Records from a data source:
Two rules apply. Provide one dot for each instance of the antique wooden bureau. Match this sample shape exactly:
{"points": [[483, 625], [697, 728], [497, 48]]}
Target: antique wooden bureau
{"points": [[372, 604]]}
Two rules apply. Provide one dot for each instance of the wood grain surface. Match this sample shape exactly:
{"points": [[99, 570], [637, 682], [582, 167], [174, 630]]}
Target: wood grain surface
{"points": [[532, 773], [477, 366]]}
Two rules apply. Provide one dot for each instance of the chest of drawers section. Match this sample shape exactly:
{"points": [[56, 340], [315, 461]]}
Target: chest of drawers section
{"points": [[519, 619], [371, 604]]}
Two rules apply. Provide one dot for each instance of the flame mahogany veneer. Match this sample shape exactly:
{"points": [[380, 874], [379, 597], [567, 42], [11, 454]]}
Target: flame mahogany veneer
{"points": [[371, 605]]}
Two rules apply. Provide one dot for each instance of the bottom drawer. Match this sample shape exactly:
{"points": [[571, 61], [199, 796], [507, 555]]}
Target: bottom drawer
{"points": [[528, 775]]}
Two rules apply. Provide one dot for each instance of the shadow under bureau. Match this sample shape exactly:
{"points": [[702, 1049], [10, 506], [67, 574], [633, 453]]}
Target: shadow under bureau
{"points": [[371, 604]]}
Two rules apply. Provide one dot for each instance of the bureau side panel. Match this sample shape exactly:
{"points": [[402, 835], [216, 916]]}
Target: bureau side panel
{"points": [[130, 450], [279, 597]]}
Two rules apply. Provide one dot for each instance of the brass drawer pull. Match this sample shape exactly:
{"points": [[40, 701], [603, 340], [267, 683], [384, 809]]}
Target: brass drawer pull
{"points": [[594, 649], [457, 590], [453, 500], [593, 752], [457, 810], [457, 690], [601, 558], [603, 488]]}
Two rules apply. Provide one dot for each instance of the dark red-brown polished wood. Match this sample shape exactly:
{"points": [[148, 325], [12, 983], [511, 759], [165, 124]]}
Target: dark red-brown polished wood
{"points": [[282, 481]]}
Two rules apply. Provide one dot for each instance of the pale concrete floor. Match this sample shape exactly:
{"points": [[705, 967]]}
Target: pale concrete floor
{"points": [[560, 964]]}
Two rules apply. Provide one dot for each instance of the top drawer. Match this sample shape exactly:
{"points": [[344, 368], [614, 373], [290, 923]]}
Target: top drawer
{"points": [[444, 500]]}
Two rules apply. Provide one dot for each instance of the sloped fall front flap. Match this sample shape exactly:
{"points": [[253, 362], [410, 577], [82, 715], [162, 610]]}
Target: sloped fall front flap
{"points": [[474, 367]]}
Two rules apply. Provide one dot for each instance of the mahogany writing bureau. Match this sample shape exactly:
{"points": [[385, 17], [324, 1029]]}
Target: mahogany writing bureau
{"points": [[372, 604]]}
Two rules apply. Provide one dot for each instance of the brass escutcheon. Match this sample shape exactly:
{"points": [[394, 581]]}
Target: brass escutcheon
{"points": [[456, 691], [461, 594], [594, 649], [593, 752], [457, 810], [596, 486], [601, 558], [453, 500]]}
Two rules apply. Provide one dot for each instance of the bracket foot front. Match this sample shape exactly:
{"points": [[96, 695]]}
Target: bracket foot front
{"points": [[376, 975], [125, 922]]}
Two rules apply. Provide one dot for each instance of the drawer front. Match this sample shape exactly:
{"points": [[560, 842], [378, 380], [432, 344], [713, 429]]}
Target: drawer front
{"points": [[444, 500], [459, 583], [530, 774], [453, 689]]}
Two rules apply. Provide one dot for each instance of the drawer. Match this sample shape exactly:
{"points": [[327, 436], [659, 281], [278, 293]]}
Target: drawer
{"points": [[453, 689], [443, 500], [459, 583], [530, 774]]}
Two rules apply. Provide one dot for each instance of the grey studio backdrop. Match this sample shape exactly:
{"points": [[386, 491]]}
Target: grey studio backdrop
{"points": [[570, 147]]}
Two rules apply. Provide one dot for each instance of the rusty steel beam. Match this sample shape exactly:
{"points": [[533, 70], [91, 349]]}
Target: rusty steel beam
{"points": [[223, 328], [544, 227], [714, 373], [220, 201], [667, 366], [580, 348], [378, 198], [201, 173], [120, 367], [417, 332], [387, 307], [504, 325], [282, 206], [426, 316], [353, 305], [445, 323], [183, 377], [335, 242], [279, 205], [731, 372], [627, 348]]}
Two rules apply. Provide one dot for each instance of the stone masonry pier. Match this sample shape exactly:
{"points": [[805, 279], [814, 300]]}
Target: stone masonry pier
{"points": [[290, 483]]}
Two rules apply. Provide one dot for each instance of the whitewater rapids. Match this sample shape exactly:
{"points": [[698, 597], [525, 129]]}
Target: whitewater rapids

- REQUIREMENT
Reproduce the preceding entries exactly and completely.

- PROBLEM SOLUTION
Two rules apply. Provide one dot for each instance of the antique wooden bureau. Match this sample shape exactly:
{"points": [[483, 625], [697, 728], [497, 48]]}
Target: antique wooden bureau
{"points": [[372, 604]]}
Two rules apply. Provide one dot for each instance of the wood grain surface. Match this sample shape exactly:
{"points": [[99, 570], [637, 682], [582, 167], [174, 630]]}
Target: wood grain surface
{"points": [[532, 773], [477, 366]]}
Two rules apply. Provide one dot for each instance of the chest of drawers section. Match this sample shape exactly:
{"points": [[56, 340], [315, 461]]}
Target: chest of drawers section
{"points": [[519, 619], [371, 604]]}
Two rules apply. Provide one dot for each instance of the flame mahogany veneer. Match this sample shape exactly:
{"points": [[380, 874], [379, 597], [567, 42], [11, 454]]}
Target: flame mahogany veneer
{"points": [[371, 605]]}
Two rules apply. Provide one dot for each instance of the bottom drawer. Match this sample shape exactly:
{"points": [[571, 61], [199, 796], [507, 555]]}
Target: bottom drawer
{"points": [[528, 775]]}
Two rules apply. Provide one dot for each instance of the shadow under bureau. Match this sample shape exactly:
{"points": [[702, 1049], [10, 506], [67, 574], [633, 453]]}
Target: shadow under bureau
{"points": [[371, 604]]}
Two rules apply. Provide one dot for each instance of the bureau side panel. Match this sample shape exactly:
{"points": [[402, 835], [216, 916]]}
Target: bureau side panel
{"points": [[130, 450], [279, 597]]}
Two rules apply. Provide one dot for each instance of the brass drawer pull. Match this sample shape exactly:
{"points": [[40, 701], [603, 340], [267, 683], [384, 809]]}
Target: brass drawer pull
{"points": [[594, 649], [457, 590], [453, 500], [593, 752], [457, 810], [457, 690], [601, 558], [603, 488]]}
Two rules apply. Provide one dot for each instance of the dark red-brown polished wood. Match this sample shape exactly:
{"points": [[148, 325], [12, 983], [511, 759], [165, 124]]}
Target: dark red-brown polished wood
{"points": [[282, 481]]}
Two rules apply. Provide one dot for each instance of the pale concrete floor. Match this sample shape exactly:
{"points": [[705, 967]]}
Target: pale concrete floor
{"points": [[560, 964]]}
Two rules apply. Provide one dot for each instance of the top drawer. Match this sample shape exactly:
{"points": [[344, 368], [614, 373], [290, 923]]}
Target: top drawer
{"points": [[444, 500]]}
Two rules apply. Provide one dot for each instance of the sloped fall front flap. Match this sample shape exactly:
{"points": [[253, 362], [410, 577], [82, 715], [162, 610]]}
Target: sloped fall front flap
{"points": [[474, 367]]}
Two rules apply. Provide one dot for each instance of the mahogany writing bureau. Match this sample shape exactly:
{"points": [[385, 17], [324, 1029]]}
Target: mahogany writing bureau
{"points": [[372, 604]]}
Two rules apply. Provide one dot for each instance of the brass escutcheon. Match this sample shape exactly:
{"points": [[394, 581]]}
Target: brass escutcheon
{"points": [[456, 691], [461, 594], [594, 649], [593, 752], [457, 810], [596, 486], [601, 558], [453, 500]]}
Two rules apply. Provide one dot for each instance of the bracket foot front. Match this sample shape exactly:
{"points": [[96, 695]]}
Target: bracket foot front
{"points": [[376, 975], [125, 922]]}
Two rules apply. Provide one dot for each instance of the drawer front. Match this sample shape exactly:
{"points": [[560, 842], [378, 380], [432, 344], [713, 429]]}
Target: drawer front
{"points": [[444, 500], [459, 583], [530, 774], [453, 689]]}
Two rules apply. Provide one dot for each instance of the drawer. Match this sample shape exactly:
{"points": [[327, 436], [659, 281], [278, 293]]}
Target: drawer
{"points": [[453, 689], [443, 500], [459, 583], [530, 774]]}
Two rules apply. Provide one dot for each instance of the grey studio backdrop. Match this sample shape exactly:
{"points": [[386, 491]]}
Target: grey studio backdrop
{"points": [[570, 147]]}
Two rules apply. Provide one dot for each instance of the rusty steel beam. Match this sample shape exactly:
{"points": [[533, 70], [91, 349]]}
Target: rusty steel beam
{"points": [[223, 328], [544, 227], [714, 373], [220, 201], [667, 366], [580, 348], [378, 198], [201, 173], [120, 367], [417, 332], [387, 307], [504, 325], [282, 206], [426, 316], [353, 305], [445, 323], [183, 377], [335, 242], [279, 205], [731, 372], [627, 348]]}
Two rules apply. Provide one dot for each instance of the stone masonry pier. Match this sample shape exactly:
{"points": [[805, 279], [814, 300]]}
Target: stone masonry pier
{"points": [[290, 483]]}
Two rules apply. Provide one dot for each instance of the whitewater rapids. Match this sample shape exactly:
{"points": [[698, 597], [525, 129]]}
Target: whitewater rapids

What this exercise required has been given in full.